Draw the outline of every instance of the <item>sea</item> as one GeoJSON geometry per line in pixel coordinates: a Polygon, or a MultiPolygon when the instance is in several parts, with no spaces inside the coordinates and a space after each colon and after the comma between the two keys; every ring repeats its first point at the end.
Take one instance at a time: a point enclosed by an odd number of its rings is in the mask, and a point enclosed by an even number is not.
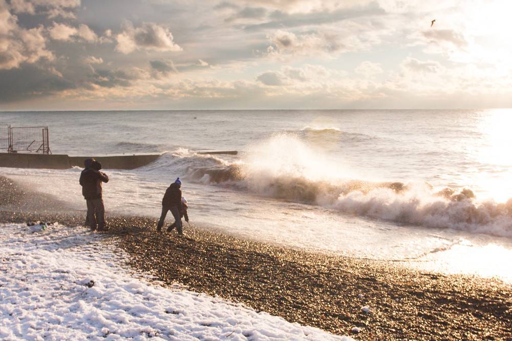
{"type": "MultiPolygon", "coordinates": [[[[2,112],[0,123],[48,126],[54,154],[160,154],[103,170],[107,216],[157,220],[179,177],[199,228],[512,283],[510,109],[2,112]]],[[[81,170],[0,174],[84,212],[81,170]]]]}

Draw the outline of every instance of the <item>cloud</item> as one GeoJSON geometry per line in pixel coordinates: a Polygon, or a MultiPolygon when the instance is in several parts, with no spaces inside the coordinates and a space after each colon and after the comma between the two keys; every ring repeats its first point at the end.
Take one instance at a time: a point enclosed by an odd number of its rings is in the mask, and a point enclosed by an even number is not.
{"type": "Polygon", "coordinates": [[[0,0],[0,70],[19,67],[22,63],[33,63],[54,56],[47,50],[42,26],[30,29],[20,27],[17,17],[0,0]]]}
{"type": "Polygon", "coordinates": [[[134,82],[148,78],[147,73],[138,67],[95,71],[92,83],[104,88],[130,87],[134,82]]]}
{"type": "Polygon", "coordinates": [[[94,31],[90,29],[87,25],[83,24],[78,26],[78,35],[89,42],[94,42],[98,40],[98,36],[94,31]]]}
{"type": "Polygon", "coordinates": [[[297,36],[294,33],[279,30],[269,37],[271,45],[267,49],[268,55],[286,57],[293,56],[329,56],[343,47],[334,35],[325,33],[307,33],[297,36]]]}
{"type": "Polygon", "coordinates": [[[64,24],[54,22],[49,29],[50,36],[56,40],[75,41],[81,38],[88,42],[98,40],[98,36],[85,24],[80,24],[78,28],[68,26],[64,24]]]}
{"type": "Polygon", "coordinates": [[[43,14],[50,19],[58,17],[76,19],[72,11],[80,5],[80,0],[11,0],[11,8],[14,13],[43,14]]]}
{"type": "Polygon", "coordinates": [[[372,63],[371,61],[364,61],[355,68],[356,74],[369,78],[384,72],[380,63],[372,63]]]}
{"type": "Polygon", "coordinates": [[[415,58],[408,57],[402,62],[401,68],[407,71],[416,73],[429,74],[437,73],[442,66],[439,62],[433,60],[422,61],[415,58]]]}
{"type": "Polygon", "coordinates": [[[136,50],[152,50],[161,52],[181,51],[182,49],[174,40],[173,34],[164,26],[145,22],[134,28],[126,22],[124,31],[116,36],[116,49],[125,54],[136,50]]]}
{"type": "Polygon", "coordinates": [[[74,27],[68,26],[64,24],[53,22],[53,26],[49,30],[50,36],[56,40],[69,41],[71,36],[75,35],[78,30],[74,27]]]}
{"type": "Polygon", "coordinates": [[[84,57],[82,59],[83,62],[86,64],[102,64],[103,59],[101,57],[96,58],[94,56],[89,56],[88,57],[84,57]]]}
{"type": "Polygon", "coordinates": [[[26,13],[32,15],[35,14],[34,5],[26,0],[11,0],[11,8],[14,13],[26,13]]]}
{"type": "Polygon", "coordinates": [[[151,60],[152,75],[155,78],[161,78],[171,74],[178,73],[178,70],[172,61],[151,60]]]}
{"type": "Polygon", "coordinates": [[[453,30],[429,30],[423,31],[422,34],[430,43],[448,42],[460,48],[467,45],[464,36],[453,30]]]}
{"type": "Polygon", "coordinates": [[[266,16],[266,14],[267,9],[263,7],[245,7],[226,18],[225,21],[226,22],[230,22],[239,19],[262,19],[266,16]]]}
{"type": "Polygon", "coordinates": [[[330,75],[324,66],[306,64],[302,67],[284,66],[278,71],[264,72],[256,79],[269,86],[295,86],[301,83],[325,81],[330,75]]]}
{"type": "Polygon", "coordinates": [[[264,72],[258,76],[257,79],[265,85],[269,86],[278,86],[283,85],[283,79],[285,76],[278,71],[269,71],[264,72]]]}
{"type": "Polygon", "coordinates": [[[0,102],[51,96],[75,88],[74,84],[55,71],[32,64],[24,65],[22,69],[0,70],[0,102]]]}

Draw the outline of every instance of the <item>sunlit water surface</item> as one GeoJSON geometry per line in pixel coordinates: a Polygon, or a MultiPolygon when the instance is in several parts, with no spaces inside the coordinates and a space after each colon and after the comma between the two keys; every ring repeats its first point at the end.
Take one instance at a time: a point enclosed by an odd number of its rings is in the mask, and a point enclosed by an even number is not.
{"type": "MultiPolygon", "coordinates": [[[[509,109],[0,113],[48,125],[54,153],[164,153],[105,170],[108,212],[157,218],[179,176],[204,228],[512,281],[511,121],[509,109]],[[220,150],[240,152],[195,153],[220,150]],[[474,197],[456,198],[464,188],[474,197]]],[[[80,170],[0,173],[83,210],[80,170]]]]}

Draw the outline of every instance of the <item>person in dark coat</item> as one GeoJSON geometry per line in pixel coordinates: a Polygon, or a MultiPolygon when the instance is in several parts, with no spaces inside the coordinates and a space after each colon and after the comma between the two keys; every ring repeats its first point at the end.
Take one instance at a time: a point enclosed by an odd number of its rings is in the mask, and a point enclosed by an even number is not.
{"type": "Polygon", "coordinates": [[[105,207],[103,202],[102,183],[109,182],[109,177],[100,172],[101,164],[93,158],[88,158],[83,162],[84,169],[80,174],[80,185],[82,195],[87,203],[87,219],[91,230],[106,231],[105,226],[105,207]]]}
{"type": "MultiPolygon", "coordinates": [[[[183,207],[181,203],[181,181],[180,178],[178,178],[165,191],[165,194],[162,199],[162,214],[160,215],[160,218],[157,225],[157,231],[160,232],[162,230],[167,212],[170,211],[174,217],[176,226],[178,228],[178,234],[180,236],[183,235],[183,227],[181,224],[181,212],[183,212],[183,207]]],[[[172,229],[170,228],[167,230],[168,232],[172,230],[172,229]]]]}
{"type": "MultiPolygon", "coordinates": [[[[185,218],[185,221],[188,222],[188,203],[187,202],[187,199],[185,198],[184,196],[181,197],[181,212],[180,214],[180,218],[185,218]]],[[[189,224],[190,223],[189,223],[189,224]]],[[[183,226],[183,223],[181,223],[182,226],[183,226]]],[[[169,232],[174,228],[176,227],[176,222],[173,222],[170,224],[170,226],[167,228],[167,232],[169,232]]]]}

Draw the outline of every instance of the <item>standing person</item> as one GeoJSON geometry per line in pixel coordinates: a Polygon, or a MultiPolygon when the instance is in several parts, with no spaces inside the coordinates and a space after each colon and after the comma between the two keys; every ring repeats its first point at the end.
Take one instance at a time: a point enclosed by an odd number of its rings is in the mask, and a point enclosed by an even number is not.
{"type": "MultiPolygon", "coordinates": [[[[181,212],[180,213],[180,218],[185,217],[185,221],[188,222],[188,203],[187,201],[187,199],[185,198],[184,196],[181,197],[181,212]]],[[[189,224],[190,223],[189,223],[189,224]]],[[[183,226],[183,223],[181,223],[181,225],[183,226]]],[[[176,227],[176,222],[173,222],[167,228],[167,232],[169,232],[173,231],[173,230],[176,227]]]]}
{"type": "Polygon", "coordinates": [[[105,226],[105,207],[103,203],[101,183],[109,182],[109,177],[99,170],[101,164],[94,158],[83,162],[85,169],[80,174],[82,194],[87,203],[87,219],[93,231],[108,230],[105,226]]]}
{"type": "MultiPolygon", "coordinates": [[[[162,230],[165,216],[167,215],[167,211],[170,211],[174,217],[176,226],[178,228],[178,234],[180,236],[183,235],[183,228],[181,224],[181,212],[183,208],[181,204],[181,190],[180,189],[181,187],[181,181],[180,178],[178,178],[165,191],[165,194],[162,199],[162,214],[157,225],[157,231],[162,230]]],[[[172,230],[169,227],[167,229],[167,232],[170,232],[172,230]]]]}

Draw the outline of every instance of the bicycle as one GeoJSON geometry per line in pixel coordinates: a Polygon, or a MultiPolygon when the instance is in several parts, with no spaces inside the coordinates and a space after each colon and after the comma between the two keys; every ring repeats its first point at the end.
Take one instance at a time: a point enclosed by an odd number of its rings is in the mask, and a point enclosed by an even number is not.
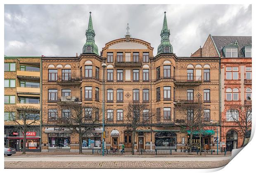
{"type": "MultiPolygon", "coordinates": [[[[106,154],[107,153],[107,149],[104,149],[104,154],[106,154]]],[[[102,154],[102,148],[99,149],[97,150],[97,153],[98,155],[102,154]]]]}
{"type": "Polygon", "coordinates": [[[114,149],[113,147],[111,147],[110,148],[110,150],[109,150],[109,154],[115,154],[116,152],[118,152],[118,151],[119,151],[118,150],[117,150],[117,148],[115,148],[114,149]]]}

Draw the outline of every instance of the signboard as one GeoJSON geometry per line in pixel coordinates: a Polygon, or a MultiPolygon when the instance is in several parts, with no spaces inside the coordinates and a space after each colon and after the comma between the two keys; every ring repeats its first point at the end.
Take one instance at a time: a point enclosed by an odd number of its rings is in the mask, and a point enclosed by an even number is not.
{"type": "Polygon", "coordinates": [[[116,129],[114,129],[110,133],[110,135],[111,136],[119,135],[119,131],[116,129]]]}

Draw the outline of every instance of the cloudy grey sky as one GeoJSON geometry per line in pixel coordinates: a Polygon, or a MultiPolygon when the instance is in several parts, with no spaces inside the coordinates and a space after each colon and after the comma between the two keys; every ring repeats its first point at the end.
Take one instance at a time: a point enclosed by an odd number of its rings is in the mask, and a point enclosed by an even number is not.
{"type": "Polygon", "coordinates": [[[190,56],[212,35],[251,35],[251,5],[5,5],[5,54],[75,56],[82,53],[91,11],[99,53],[124,37],[151,44],[154,55],[166,12],[178,56],[190,56]]]}

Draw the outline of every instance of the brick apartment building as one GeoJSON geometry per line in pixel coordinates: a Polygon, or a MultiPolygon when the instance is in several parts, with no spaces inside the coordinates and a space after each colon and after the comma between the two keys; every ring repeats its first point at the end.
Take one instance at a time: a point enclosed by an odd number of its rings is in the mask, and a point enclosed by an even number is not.
{"type": "MultiPolygon", "coordinates": [[[[57,117],[70,113],[65,108],[67,105],[93,106],[101,109],[103,63],[107,65],[107,148],[120,149],[123,144],[126,148],[130,148],[131,134],[126,130],[125,108],[133,102],[148,104],[145,113],[149,111],[157,113],[157,118],[152,125],[137,129],[135,150],[187,147],[190,131],[178,125],[187,117],[176,112],[175,109],[181,103],[197,104],[198,101],[203,101],[207,107],[205,120],[209,125],[202,143],[207,149],[216,148],[214,138],[217,130],[220,131],[218,55],[177,57],[170,42],[165,13],[161,43],[155,56],[150,43],[131,38],[128,32],[125,38],[106,44],[99,55],[90,14],[85,35],[86,42],[80,55],[42,58],[42,151],[78,151],[78,135],[67,132],[64,127],[60,126],[57,117]]],[[[92,129],[91,136],[83,138],[86,144],[83,149],[100,148],[102,131],[102,126],[92,129]],[[90,146],[92,141],[93,145],[90,146]]],[[[198,136],[194,136],[193,142],[198,143],[198,136]]]]}
{"type": "Polygon", "coordinates": [[[26,150],[40,150],[40,57],[5,55],[5,145],[17,151],[22,149],[23,134],[16,128],[18,125],[13,121],[12,115],[17,116],[22,107],[29,105],[34,107],[33,113],[38,118],[30,128],[29,132],[33,133],[27,133],[26,150]],[[8,106],[13,109],[7,108],[8,106]]]}

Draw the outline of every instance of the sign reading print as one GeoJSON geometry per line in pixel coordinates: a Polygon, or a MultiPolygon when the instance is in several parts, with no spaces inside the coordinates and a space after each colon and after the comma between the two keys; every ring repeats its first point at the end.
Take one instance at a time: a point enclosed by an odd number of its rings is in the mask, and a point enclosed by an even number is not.
{"type": "Polygon", "coordinates": [[[119,135],[119,131],[116,129],[114,129],[114,130],[112,130],[110,133],[110,135],[111,136],[119,135]]]}

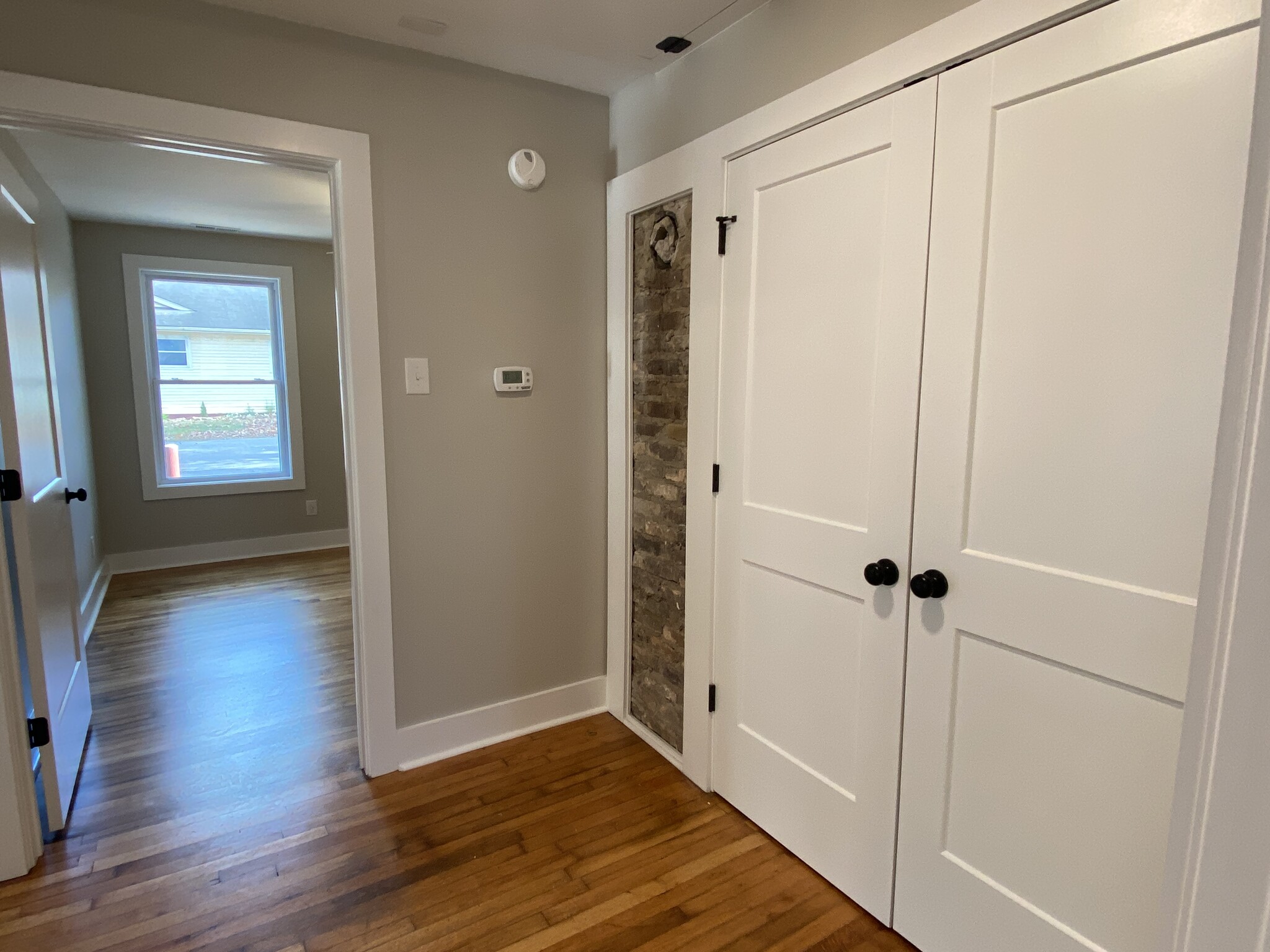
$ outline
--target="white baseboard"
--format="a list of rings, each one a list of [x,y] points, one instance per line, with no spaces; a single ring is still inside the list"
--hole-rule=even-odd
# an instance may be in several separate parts
[[[116,552],[108,556],[112,575],[144,572],[152,569],[177,569],[183,565],[229,562],[235,559],[255,559],[267,555],[311,552],[348,545],[348,529],[325,532],[298,532],[293,536],[268,536],[243,538],[230,542],[208,542],[202,546],[174,546],[150,548],[142,552]]]
[[[410,770],[502,740],[603,713],[608,710],[606,683],[607,678],[601,675],[398,727],[400,769]]]
[[[105,590],[110,585],[110,561],[103,559],[93,572],[93,583],[88,586],[88,594],[80,602],[80,641],[88,644],[93,637],[93,626],[97,625],[97,616],[102,612],[102,603],[105,600]]]

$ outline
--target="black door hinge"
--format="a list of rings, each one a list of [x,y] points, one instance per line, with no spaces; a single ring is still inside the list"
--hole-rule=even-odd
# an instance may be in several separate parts
[[[735,215],[720,215],[715,218],[719,222],[719,254],[728,254],[728,226],[737,221]]]
[[[22,499],[22,473],[17,470],[0,470],[0,503],[14,503]]]
[[[30,741],[32,750],[44,746],[51,740],[47,717],[27,718],[27,740]]]

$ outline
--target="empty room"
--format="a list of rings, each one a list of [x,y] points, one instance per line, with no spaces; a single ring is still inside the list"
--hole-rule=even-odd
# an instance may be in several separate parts
[[[1262,13],[0,0],[0,948],[1267,952]]]

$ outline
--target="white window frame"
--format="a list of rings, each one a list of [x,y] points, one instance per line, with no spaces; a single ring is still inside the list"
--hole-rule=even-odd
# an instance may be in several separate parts
[[[154,319],[155,278],[248,279],[269,288],[276,325],[271,329],[277,380],[251,381],[278,388],[278,447],[283,476],[235,476],[218,480],[161,480],[163,416],[159,385],[168,383],[159,366],[157,327]],[[305,448],[300,418],[300,358],[296,352],[296,302],[291,268],[273,264],[206,261],[193,258],[123,255],[123,281],[128,311],[128,348],[132,354],[132,396],[137,415],[137,446],[141,457],[144,499],[222,496],[239,493],[277,493],[305,487]],[[187,345],[188,347],[188,345]],[[187,349],[188,353],[188,349]],[[199,381],[237,383],[245,381]]]

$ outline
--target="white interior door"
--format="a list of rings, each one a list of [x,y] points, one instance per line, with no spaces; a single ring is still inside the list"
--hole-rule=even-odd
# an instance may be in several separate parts
[[[52,734],[39,757],[48,825],[58,830],[66,824],[75,791],[91,699],[77,631],[74,548],[36,254],[34,198],[4,168],[0,184],[5,187],[0,194],[0,434],[4,465],[18,470],[23,481],[23,498],[4,505],[13,531],[18,622],[27,642],[36,716],[48,718]]]
[[[933,135],[927,81],[728,168],[715,788],[884,920]]]
[[[1213,473],[1253,0],[940,77],[895,928],[1147,952]]]

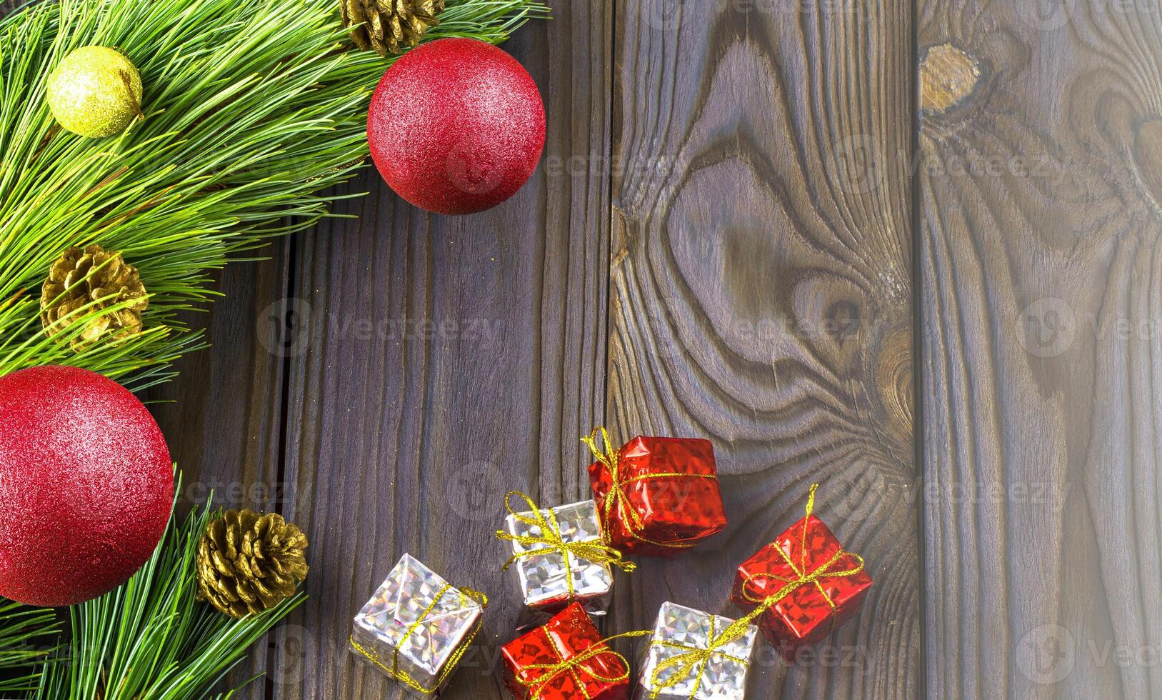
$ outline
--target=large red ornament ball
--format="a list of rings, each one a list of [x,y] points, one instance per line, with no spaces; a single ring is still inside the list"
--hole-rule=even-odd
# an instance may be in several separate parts
[[[173,502],[173,464],[145,406],[76,367],[0,377],[0,597],[92,600],[149,559]]]
[[[472,214],[532,176],[545,148],[545,106],[515,58],[482,41],[444,38],[383,74],[367,141],[400,197],[438,214]]]

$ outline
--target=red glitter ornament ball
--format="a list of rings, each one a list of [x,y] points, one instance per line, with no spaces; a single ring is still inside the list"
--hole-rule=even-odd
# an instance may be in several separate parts
[[[149,559],[173,502],[170,450],[145,406],[76,367],[0,377],[0,597],[92,600]]]
[[[532,176],[545,148],[545,106],[515,58],[482,41],[444,38],[383,74],[367,142],[400,197],[438,214],[472,214]]]

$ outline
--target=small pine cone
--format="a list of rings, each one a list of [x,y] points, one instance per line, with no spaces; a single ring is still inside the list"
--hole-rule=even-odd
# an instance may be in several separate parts
[[[415,47],[439,24],[444,0],[339,0],[339,7],[344,27],[359,24],[351,29],[351,41],[387,57]]]
[[[198,543],[198,599],[231,617],[261,613],[307,578],[307,536],[275,513],[227,510]]]
[[[41,323],[52,337],[67,330],[81,316],[128,302],[89,320],[80,335],[72,340],[80,352],[105,334],[119,344],[142,331],[142,312],[149,307],[145,286],[137,269],[125,263],[120,252],[100,245],[70,248],[49,269],[41,290]],[[88,306],[85,310],[81,307]],[[77,315],[66,319],[69,314]]]

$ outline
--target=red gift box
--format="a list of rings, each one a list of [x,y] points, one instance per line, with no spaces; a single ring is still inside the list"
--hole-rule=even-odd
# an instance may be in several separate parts
[[[596,445],[597,433],[605,451]],[[614,450],[604,428],[584,438],[605,540],[623,553],[673,556],[726,527],[709,440],[634,437]]]
[[[863,559],[846,551],[822,520],[806,515],[743,562],[731,600],[744,610],[766,608],[763,636],[794,663],[796,652],[819,642],[860,609],[871,577]]]
[[[626,700],[630,670],[581,603],[501,648],[504,685],[521,700]]]

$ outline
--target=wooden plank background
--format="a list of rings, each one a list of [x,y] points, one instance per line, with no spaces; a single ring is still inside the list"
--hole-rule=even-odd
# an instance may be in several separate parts
[[[1162,697],[1162,7],[917,17],[927,694]]]
[[[148,397],[188,499],[310,536],[246,697],[401,697],[346,637],[404,551],[493,600],[446,697],[507,697],[501,500],[584,498],[601,422],[715,441],[732,521],[619,576],[608,633],[733,613],[818,481],[876,587],[755,697],[1162,697],[1157,0],[551,5],[505,44],[550,119],[514,200],[365,173]]]

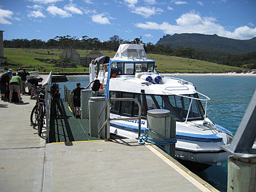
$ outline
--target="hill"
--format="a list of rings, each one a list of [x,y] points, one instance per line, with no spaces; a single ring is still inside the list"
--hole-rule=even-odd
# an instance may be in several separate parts
[[[28,49],[4,48],[6,61],[12,65],[5,66],[17,70],[19,67],[27,67],[28,71],[42,71],[45,68],[46,72],[60,71],[55,68],[54,64],[47,63],[35,59],[41,58],[45,59],[59,60],[59,56],[63,50],[57,49]],[[87,55],[91,50],[77,50],[81,56]],[[101,51],[101,53],[113,57],[115,51]],[[49,55],[48,53],[50,53]],[[216,63],[186,58],[161,55],[157,54],[147,54],[147,58],[156,61],[157,70],[161,73],[221,73],[229,71],[241,71],[242,68],[218,65]],[[85,69],[81,66],[77,65],[77,68],[63,68],[63,72],[83,71]],[[86,71],[88,71],[86,68]]]
[[[256,37],[249,40],[238,40],[199,33],[181,33],[164,36],[156,45],[189,47],[206,55],[214,52],[220,55],[242,54],[256,51]]]

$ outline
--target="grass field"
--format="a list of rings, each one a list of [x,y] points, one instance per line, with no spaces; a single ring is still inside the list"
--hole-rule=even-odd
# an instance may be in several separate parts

*Work to complete:*
Pick out every line in the rows above that contains the string "ball" and copy each of those lines.

*Full solution:*
--target=large red ornament ball
--target=red glitter ornament ball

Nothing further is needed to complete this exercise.